Set exercise — Repeat the records below exactly.

++++++++++

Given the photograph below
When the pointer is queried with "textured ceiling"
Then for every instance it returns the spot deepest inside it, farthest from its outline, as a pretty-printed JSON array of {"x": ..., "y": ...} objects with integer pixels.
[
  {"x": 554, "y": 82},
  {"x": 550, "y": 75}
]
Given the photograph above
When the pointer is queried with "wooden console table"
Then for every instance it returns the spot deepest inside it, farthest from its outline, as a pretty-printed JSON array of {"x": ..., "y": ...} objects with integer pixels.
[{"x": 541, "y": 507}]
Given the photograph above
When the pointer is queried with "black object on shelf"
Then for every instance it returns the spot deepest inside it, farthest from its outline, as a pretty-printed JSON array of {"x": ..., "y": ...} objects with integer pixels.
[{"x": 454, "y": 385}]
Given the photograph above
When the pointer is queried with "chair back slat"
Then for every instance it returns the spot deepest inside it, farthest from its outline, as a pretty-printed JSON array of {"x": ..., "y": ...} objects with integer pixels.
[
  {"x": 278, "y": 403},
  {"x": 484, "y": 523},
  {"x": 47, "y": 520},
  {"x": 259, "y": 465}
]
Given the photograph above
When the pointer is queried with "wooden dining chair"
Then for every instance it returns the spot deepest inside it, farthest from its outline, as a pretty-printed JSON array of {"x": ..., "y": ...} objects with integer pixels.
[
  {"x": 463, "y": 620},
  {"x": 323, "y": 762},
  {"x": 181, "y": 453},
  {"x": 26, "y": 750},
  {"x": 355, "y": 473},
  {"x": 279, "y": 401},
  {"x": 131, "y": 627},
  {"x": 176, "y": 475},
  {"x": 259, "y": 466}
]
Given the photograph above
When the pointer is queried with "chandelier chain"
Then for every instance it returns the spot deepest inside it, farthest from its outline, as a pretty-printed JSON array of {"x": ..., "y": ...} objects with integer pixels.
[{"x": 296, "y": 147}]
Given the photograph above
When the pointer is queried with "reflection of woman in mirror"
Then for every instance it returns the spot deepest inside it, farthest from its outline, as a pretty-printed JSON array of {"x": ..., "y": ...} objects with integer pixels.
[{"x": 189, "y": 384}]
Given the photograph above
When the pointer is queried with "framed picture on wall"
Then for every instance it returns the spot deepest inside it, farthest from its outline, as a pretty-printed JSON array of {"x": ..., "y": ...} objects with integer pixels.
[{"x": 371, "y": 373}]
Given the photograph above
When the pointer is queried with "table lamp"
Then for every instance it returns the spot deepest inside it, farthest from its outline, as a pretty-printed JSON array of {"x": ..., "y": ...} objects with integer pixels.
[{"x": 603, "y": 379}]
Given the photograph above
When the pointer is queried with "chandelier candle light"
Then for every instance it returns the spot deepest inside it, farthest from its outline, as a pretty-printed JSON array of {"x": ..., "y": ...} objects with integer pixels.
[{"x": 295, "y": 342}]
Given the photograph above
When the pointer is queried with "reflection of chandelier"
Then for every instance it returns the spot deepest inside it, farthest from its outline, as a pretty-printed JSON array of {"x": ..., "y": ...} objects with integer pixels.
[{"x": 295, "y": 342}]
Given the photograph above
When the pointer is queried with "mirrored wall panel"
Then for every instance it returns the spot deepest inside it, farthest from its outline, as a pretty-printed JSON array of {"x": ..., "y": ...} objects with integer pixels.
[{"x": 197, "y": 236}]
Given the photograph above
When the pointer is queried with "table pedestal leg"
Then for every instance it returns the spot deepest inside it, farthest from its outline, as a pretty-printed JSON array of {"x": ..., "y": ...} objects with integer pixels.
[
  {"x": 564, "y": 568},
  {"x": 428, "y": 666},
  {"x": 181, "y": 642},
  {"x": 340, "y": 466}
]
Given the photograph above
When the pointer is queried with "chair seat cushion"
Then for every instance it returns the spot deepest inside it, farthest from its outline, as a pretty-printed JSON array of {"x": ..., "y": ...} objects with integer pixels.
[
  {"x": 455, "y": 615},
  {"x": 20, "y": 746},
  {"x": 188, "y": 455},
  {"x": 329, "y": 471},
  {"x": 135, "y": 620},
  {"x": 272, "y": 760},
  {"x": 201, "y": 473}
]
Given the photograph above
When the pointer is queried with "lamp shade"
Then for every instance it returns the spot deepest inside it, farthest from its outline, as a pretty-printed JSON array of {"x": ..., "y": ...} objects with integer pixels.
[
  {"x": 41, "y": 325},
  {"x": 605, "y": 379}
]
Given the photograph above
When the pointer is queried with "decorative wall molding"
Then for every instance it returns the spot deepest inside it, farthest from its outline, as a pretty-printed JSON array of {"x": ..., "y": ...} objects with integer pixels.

++++++++++

Exercise answer —
Given the photograph below
When the pointer is queried with "textured ceiling"
Then for every instance it returns the spot deepest inside it, farthest from its outline, as a pretty-printed JSON array of {"x": ..., "y": ...} objects with integer pixels.
[
  {"x": 554, "y": 82},
  {"x": 550, "y": 75}
]
Given the photograph above
When the pointer is queried with "wooden console table"
Then for every instance it returns the spot deepest inside it, farthest from its outline, as a pretty-printed JSON array of {"x": ..., "y": ...} objects with integer pixels.
[{"x": 541, "y": 507}]
Given the photograph above
When the pointer is queried with "black object on shelf"
Then for every instance it returns the spot deepest inside it, farthest from its outline, as a pretty-printed JSON array of {"x": ..., "y": ...} objects with integer pixels.
[{"x": 454, "y": 385}]
Given the photograph above
When the pointer is queried with "chair back slat"
Then for every instance it returns the spot deepest inside it, farthest from its outline, as a pretty-printed JSON array of {"x": ..., "y": ...} objects with integer pixels.
[
  {"x": 278, "y": 403},
  {"x": 484, "y": 523},
  {"x": 47, "y": 520},
  {"x": 259, "y": 465}
]
Given the photograph above
When the pointer is queried with "wooden dining chair"
Then for every instance it returns the spot deepest inside it, farthest from its outline, as a pretty-printed JSON array of {"x": ..., "y": ...} objects with integer pixels.
[
  {"x": 463, "y": 620},
  {"x": 323, "y": 762},
  {"x": 181, "y": 453},
  {"x": 26, "y": 750},
  {"x": 355, "y": 473},
  {"x": 279, "y": 401},
  {"x": 131, "y": 627},
  {"x": 176, "y": 475},
  {"x": 259, "y": 466}
]
Given the photograph above
When the pointer is queried with "chandelier chain"
Then for every instance it returns the spot deepest inside it, farthest from its outline, as a pretty-printed JSON array of {"x": ..., "y": ...} objects with integer pixels.
[{"x": 296, "y": 147}]
Given the photograph above
When the pointer is queried with "reflection of woman in mirror"
Then for every instance it returns the spot deepest inside it, farthest from its outline, as a pretty-printed JSON array of {"x": ..., "y": ...} objects with integer pixels.
[{"x": 189, "y": 384}]
Given the photograph above
When the pointer is queried with "framed picture on wall"
Then for every instance it returns the spot deepest inside it, farthest from its outline, as a pretty-printed JSON array of {"x": ..., "y": ...} objects with integer pixels.
[{"x": 371, "y": 373}]
Given the photograph above
When the pointer is queried with "table lamp"
Then for every instance it returns the spot deepest inside it, farthest from its outline, as a pretty-printed JSON array of {"x": ..., "y": ...} objects with integer pixels.
[{"x": 603, "y": 379}]
Given the photograph above
When the pointer is queried with "chandelier candle light"
Then for every instance it returns the spot deepest inside it, farthest from its outline, as a pretty-printed JSON array of {"x": ..., "y": ...} objects with integer pixels.
[{"x": 295, "y": 342}]
Given the photograph above
When the pointer is queried with "reflection of chandelier"
Then for every instance it returns the spot deepest inside it, farthest from its outline, as a pretty-printed JSON array of {"x": ..., "y": ...} objects with integer pixels.
[{"x": 295, "y": 342}]
Given the photograph above
When the pointer is queried with "mirrored wall panel"
Then for every instance it returns the spot deepest inside it, farthest from its outline, as a pretty-printed JSON array of {"x": ..., "y": ...} objects with integer pixels.
[{"x": 197, "y": 236}]
Given the photograph above
When the pointer is queried with "table pedestal leg"
Then for every instance it returns the spot deepest inside it, farthest from its outline, as a pretty-printed JSON array of {"x": ..., "y": ...} objects with integer pixels.
[
  {"x": 564, "y": 568},
  {"x": 428, "y": 666},
  {"x": 181, "y": 642},
  {"x": 340, "y": 466}
]
Given the photograph above
When the pointer is queried with "chair seat cushion"
Then for every instance it returns the spot deepest inside it, farthest from its outline, as a pretty-printed JSON array of {"x": ..., "y": ...} objects with integer pixels.
[
  {"x": 455, "y": 615},
  {"x": 20, "y": 746},
  {"x": 188, "y": 455},
  {"x": 329, "y": 471},
  {"x": 135, "y": 620},
  {"x": 272, "y": 760},
  {"x": 201, "y": 473}
]
Given the photograph above
When the pointer is queried with "lamp shade"
Then for every instance it returns the spot deepest inside it, farthest from its outline, as a pretty-printed JSON array of {"x": ..., "y": ...} objects with integer pixels.
[
  {"x": 41, "y": 325},
  {"x": 605, "y": 379}
]
Given the photograph above
When the pointer is queried with "decorative wall molding"
Then for every instance it returns the spot deepest inside it, farthest from its outline, as a pretty-printed JSON array of {"x": ..., "y": ...} objects with integer pixels.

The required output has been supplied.